**SHORT TASK 1:** Please update the listing so that "diced avocado" becomes "chopped mango" and nothing else changes, and omit the pictures from your answer.

Tuesday, November 20, 2012

19 Typewriters

Through my many (three) years of scientific (barely) study of youths and typewriters I have arrived at an optimum number of typewriters for use in an opt-in classroom. 19. Also, the shelves I have hold 19 nicely with room for journal forms. The number is arrived at by a combination of prudence and actual use. So, here are the 19.

With bad photography and all, here are the 19:

Royal QDL, 1950s (Richard Polt donor); Royal QDL, 1950s (Erick Lawson donor)


Royal QDL, 1950s (Erick Lawson donor); Royal QDL, 1950s (Erick Lawson donor)


Royal QDL, 1950s (Erick Lawson donor); Royal Custom III, 1970s (Bill M. donor)


Royal Safari, 1950s (CTP donor); Royal Mercury, 1970s (Erick Lawson donor)


Remington Performer, 1970s (Jen Aschmann donor)


Royal QDL, 1940s (CTP donor); Remington Quiet-Riter, 1950s (Erick Lawson donor)


Olympia B12, 1970s (Richard Polt donor); Olympia B12, 1970s (Bill M. donor)


Olympia SM9, 1960s (Ted Munk donor); Olympia SM3, 1959 (CTP donor)


Tower Presidental, 1950s (Ton Sisson donor); Hermes 3000, 1950s (Kathy Maguire donor)


Brother Eschelon 90, 1970s (Peter Baker donor); Webster XL-500, 1970s(Erick Lawson donor)

What about all the other typewriters? Well, I keep them in-reserve should anything happen to the ones I have out in rotation. With as much use as these typewriters get, I have been able to come to some conclusions about certain brands and their ruggedness.

Stored data entries:
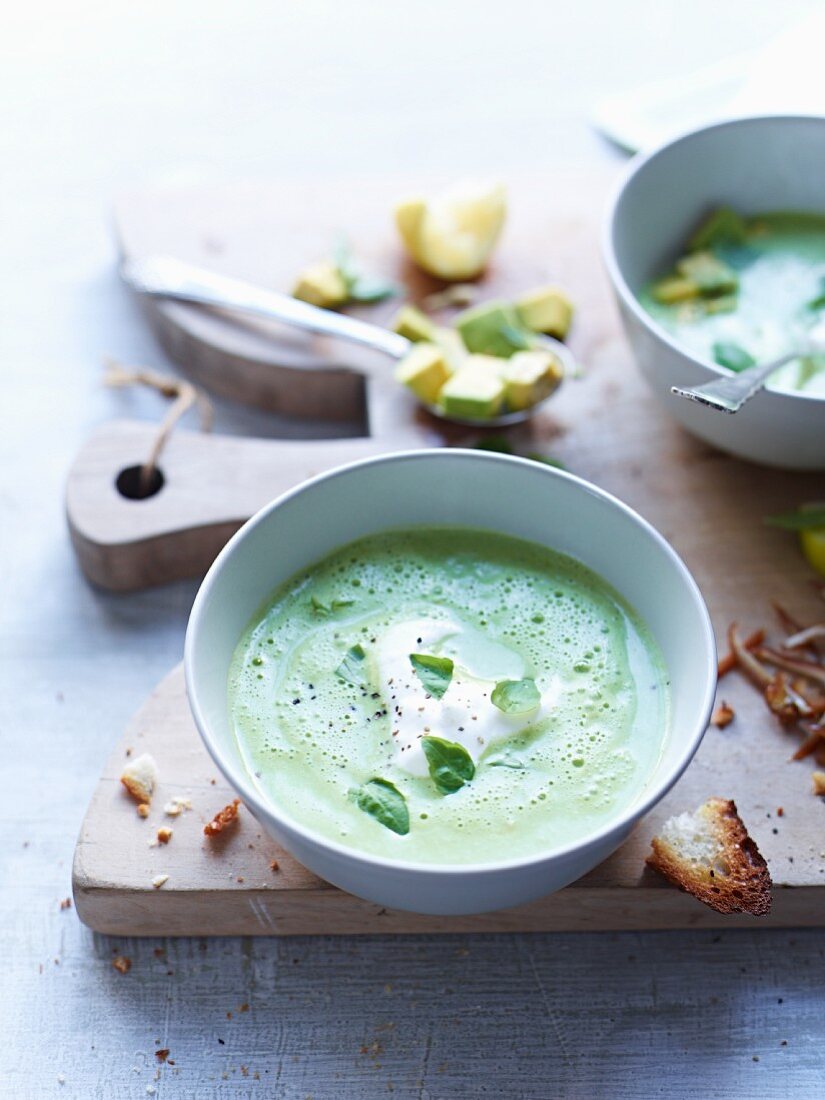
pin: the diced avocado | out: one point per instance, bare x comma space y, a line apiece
723, 227
710, 274
530, 376
493, 329
322, 285
546, 310
414, 325
723, 304
475, 392
424, 370
672, 289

**SHORT TASK 2:** Write what comes next in the post on the 19 classroom typewriters, picking up after its final sentence.

**EXERCISE ANSWER 1:**
pin: the chopped mango | out: one point per instance, bare x comma space y, a line apiece
723, 227
710, 274
530, 376
493, 329
322, 285
546, 310
414, 325
723, 304
475, 392
424, 370
672, 289

**EXERCISE ANSWER 2:**
As you can see, there are few Smith-Corona typewriters. They seem to just wilt under pressure. The typebar linkages are openable so those typewriters tend to fail in that one area. All the Smith-Corona Galaxie-like machines currently have a problem with their linkages as a result of this tendency and await repair.

Brother typewriters are remarkably durable and able to withstand heavy use. They are easy to repair and have both precision manufacturing and the ability to be "formed" when needed.

1950s Royals are plentiful and cheap. When they are in good shape, they type well. When they are junkers, boy are they pitiful typers. All of the escapements on the CTP Royals are good. There tends to be little skipping when the typist has a good rhythm, but any time the typeist is out-of-sych with the machine, chaos ensues.

Things are going well with the CTP. We are treading the typing waters here. No revelations or grand schemes are in the works. There have been rumblings about a 4th Phoenix Type-In. We'll see if something cool happens with that.

6 comments:

  1. I think so. I also want to make it a larger event. More in line with what PhillyTyper does, but out here in the West!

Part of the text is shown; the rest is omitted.